- [WORK REQUIRED]: Every record here should be printed again exactly.

((

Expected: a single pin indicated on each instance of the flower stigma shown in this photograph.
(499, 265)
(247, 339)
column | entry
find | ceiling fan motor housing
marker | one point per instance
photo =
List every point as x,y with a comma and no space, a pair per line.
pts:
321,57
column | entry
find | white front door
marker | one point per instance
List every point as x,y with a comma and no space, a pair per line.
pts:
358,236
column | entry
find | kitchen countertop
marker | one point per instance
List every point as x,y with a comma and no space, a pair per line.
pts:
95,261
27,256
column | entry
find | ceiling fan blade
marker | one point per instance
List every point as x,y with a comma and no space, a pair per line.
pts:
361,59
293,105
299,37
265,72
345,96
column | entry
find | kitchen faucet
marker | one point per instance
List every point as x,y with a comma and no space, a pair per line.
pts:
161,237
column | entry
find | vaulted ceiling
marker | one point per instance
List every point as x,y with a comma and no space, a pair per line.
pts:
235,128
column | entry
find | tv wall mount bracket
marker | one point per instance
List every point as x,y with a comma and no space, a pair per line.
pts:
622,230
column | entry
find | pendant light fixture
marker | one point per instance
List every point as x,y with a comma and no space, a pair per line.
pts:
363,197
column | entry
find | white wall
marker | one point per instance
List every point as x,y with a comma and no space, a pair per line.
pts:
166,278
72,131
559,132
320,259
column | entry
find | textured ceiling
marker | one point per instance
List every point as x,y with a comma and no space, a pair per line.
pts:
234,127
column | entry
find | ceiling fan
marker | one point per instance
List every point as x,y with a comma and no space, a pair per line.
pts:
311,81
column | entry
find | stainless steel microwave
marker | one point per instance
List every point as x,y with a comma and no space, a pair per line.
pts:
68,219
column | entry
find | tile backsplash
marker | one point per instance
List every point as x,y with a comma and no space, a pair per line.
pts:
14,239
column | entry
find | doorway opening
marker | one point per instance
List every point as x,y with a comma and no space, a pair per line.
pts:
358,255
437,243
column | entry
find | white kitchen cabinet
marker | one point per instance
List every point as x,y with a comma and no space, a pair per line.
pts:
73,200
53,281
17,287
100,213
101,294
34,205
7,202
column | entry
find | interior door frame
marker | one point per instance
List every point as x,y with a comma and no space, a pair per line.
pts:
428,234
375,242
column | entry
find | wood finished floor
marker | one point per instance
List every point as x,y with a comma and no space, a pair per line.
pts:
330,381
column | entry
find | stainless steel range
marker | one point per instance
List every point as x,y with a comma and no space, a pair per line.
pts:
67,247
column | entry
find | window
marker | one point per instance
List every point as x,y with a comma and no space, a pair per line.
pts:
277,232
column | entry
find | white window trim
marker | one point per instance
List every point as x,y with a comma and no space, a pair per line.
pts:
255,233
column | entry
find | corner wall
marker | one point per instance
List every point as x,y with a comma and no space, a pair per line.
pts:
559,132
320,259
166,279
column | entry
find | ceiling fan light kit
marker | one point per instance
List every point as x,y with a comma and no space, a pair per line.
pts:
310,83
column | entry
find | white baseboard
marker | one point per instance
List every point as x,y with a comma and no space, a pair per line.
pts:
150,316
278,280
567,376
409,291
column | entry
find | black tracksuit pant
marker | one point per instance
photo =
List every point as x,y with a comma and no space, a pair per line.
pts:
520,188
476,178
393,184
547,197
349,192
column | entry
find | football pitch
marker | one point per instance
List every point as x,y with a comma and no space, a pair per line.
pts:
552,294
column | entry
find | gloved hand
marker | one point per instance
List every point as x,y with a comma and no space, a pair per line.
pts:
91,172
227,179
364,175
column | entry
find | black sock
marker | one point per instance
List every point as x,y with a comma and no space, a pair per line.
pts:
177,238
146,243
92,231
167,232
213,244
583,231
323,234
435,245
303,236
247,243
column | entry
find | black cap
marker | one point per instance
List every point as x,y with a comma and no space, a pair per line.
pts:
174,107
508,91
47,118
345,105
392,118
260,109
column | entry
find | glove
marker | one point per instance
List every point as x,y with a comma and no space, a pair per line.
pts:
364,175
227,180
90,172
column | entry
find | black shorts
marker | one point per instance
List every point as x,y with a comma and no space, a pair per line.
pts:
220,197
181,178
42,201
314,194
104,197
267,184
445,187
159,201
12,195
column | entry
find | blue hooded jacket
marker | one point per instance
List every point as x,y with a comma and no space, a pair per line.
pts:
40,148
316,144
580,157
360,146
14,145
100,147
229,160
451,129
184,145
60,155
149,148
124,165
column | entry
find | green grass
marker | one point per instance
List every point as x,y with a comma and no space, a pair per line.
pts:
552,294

))

- [CORRECT ANSWER]:
Expected: a single pin indicated on each instance of the flower stigma shown in this photograph.
(499, 265)
(247, 339)
column | entry
find | ceiling fan motor housing
marker | one point per instance
photo =
List every point as x,y with a comma and no space, a pair per line.
pts:
321,57
column | entry
find | white front door
marker | one point per instance
List every point as x,y with a comma and no space, a pair per line.
pts:
358,236
column | entry
find | kitchen countertop
marker | one point per instance
List every point as x,y with a comma and no space, a pair per line.
pts:
95,261
27,256
column | entry
find | ceiling fan blade
marker | one point per instance
List every point as x,y with a comma and no space, a pair per line.
pts:
361,59
293,105
299,37
265,72
345,96
column | entry
find | kitchen faucet
marker | one point per instance
List every point as x,y with a comma and no space, a pair per line.
pts:
161,237
column | entry
find | vaulted ceiling
marker | one point per instance
List every point as x,y with a comma and no space, a pair per line.
pts:
235,128
column | entry
find | tv wall mount bracket
marker | one point per instance
List every point as x,y with a comma and no space, a pair per line.
pts:
622,230
column | entry
find | pendant light fixture
marker | one point per instance
List every point as x,y with a comma and no space, a pair per line.
pts:
363,197
column | entry
find | white wall
marker | one point per instance
List every point as x,y with a comma and no space, a pair per line.
pts:
166,278
72,131
559,132
320,259
column | entry
find | textured ceiling
marker | one point per instance
List every point as x,y with a comma and no space, a pair per line.
pts:
234,127
column | entry
find | ceiling fan
marker | one point per instance
List every point as x,y with a comma and no space, a pair per line.
pts:
311,81
column | entry
find | stainless steel microwave
marker | one point per instance
List every point as x,y with a comma and no space, a pair per line.
pts:
68,219
column | entry
find | tile backsplash
marker | one point per instance
List every point as x,y with a comma and no space, a pair per line.
pts:
14,239
column | entry
find | doorway opening
marker | one point per instance
List every point as x,y with a comma and no space, a pair per line.
pts:
358,255
437,243
column | entry
find | white kitchen cabinet
marker | one point per instance
List every point as x,y with a comma and no space, a pair per line.
pts:
73,200
53,281
17,287
100,213
101,294
34,205
7,202
column | entry
find | interior door frame
marker | one point per instance
List every point as x,y with a comma and no space, a pair per line.
pts:
428,234
375,242
column | entry
find | wood finished floor
marker | one point per instance
List every point as x,y with a comma and no space, a pair per line.
pts:
330,381
column | entry
find | stainless steel range
marker | one point per instance
List every point as x,y with a comma and no space, a pair per line.
pts:
67,247
column | entry
find | window
marker | one point per instance
List every point as x,y with a comma and no space, a pair per line.
pts:
277,232
column | entry
find | white window trim
marker | one point per instance
List every point as x,y with a comma and no space, a pair per line.
pts:
255,233
column | entry
find | corner wall
marker | one point per instance
List every point as x,y with a comma and no space, a pair per line.
pts:
559,132
320,259
166,279
column | entry
find | ceiling fan light kit
marker | one point per instance
List every point as x,y with a comma and no space, a pair per line.
pts:
310,83
column | entry
find | white baseboard
marker | one point per instance
List every point as x,y with a comma and no space, a pair per line.
pts:
150,316
278,280
567,376
409,291
column | entry
find | black tracksuit pant
marker | one point per instance
photo =
List every point as x,y with a comma and no space, a pair per line.
pts:
520,188
476,178
393,184
547,197
349,192
column | entry
find | football pitch
marker | one point per instance
List every point as x,y with a comma and no space, a pair per line.
pts:
552,294
column | entry
find | gloved hand
marker | one point per instance
List every point as x,y with a comma and no space, a pair per line.
pts:
91,172
227,179
364,175
column | entry
find | black sock
marker | one point per instance
List every point as x,y with a comma and no space, a pair per line.
pts:
177,238
146,243
92,231
167,232
213,244
583,231
323,234
435,245
303,236
247,243
column | entry
find | black cap
marker | one point per instance
List every point as x,y with a comma and no space, a pair per line.
pts:
174,107
508,91
47,118
345,105
392,118
260,109
column | entry
find | glove
marker | one point per instance
List every point as x,y with a comma and no space, a pair per line.
pts:
364,175
227,180
90,172
column | entry
find | black shorts
marker | one point per instance
List every point as x,y with a comma and no space, a pair per line.
pts:
220,197
181,178
42,201
314,194
104,197
267,184
445,187
159,201
12,195
column | entry
find | blue hooded jacket
marker | one point per instance
List every point as x,y with a comma and no space, a pair per line.
pts:
40,148
316,144
580,157
360,146
14,145
100,147
229,160
451,129
184,145
60,155
149,148
124,165
column | entry
find | green grass
marker | one point per instance
List every point as x,y with a comma and no space, a pair per line.
pts:
552,294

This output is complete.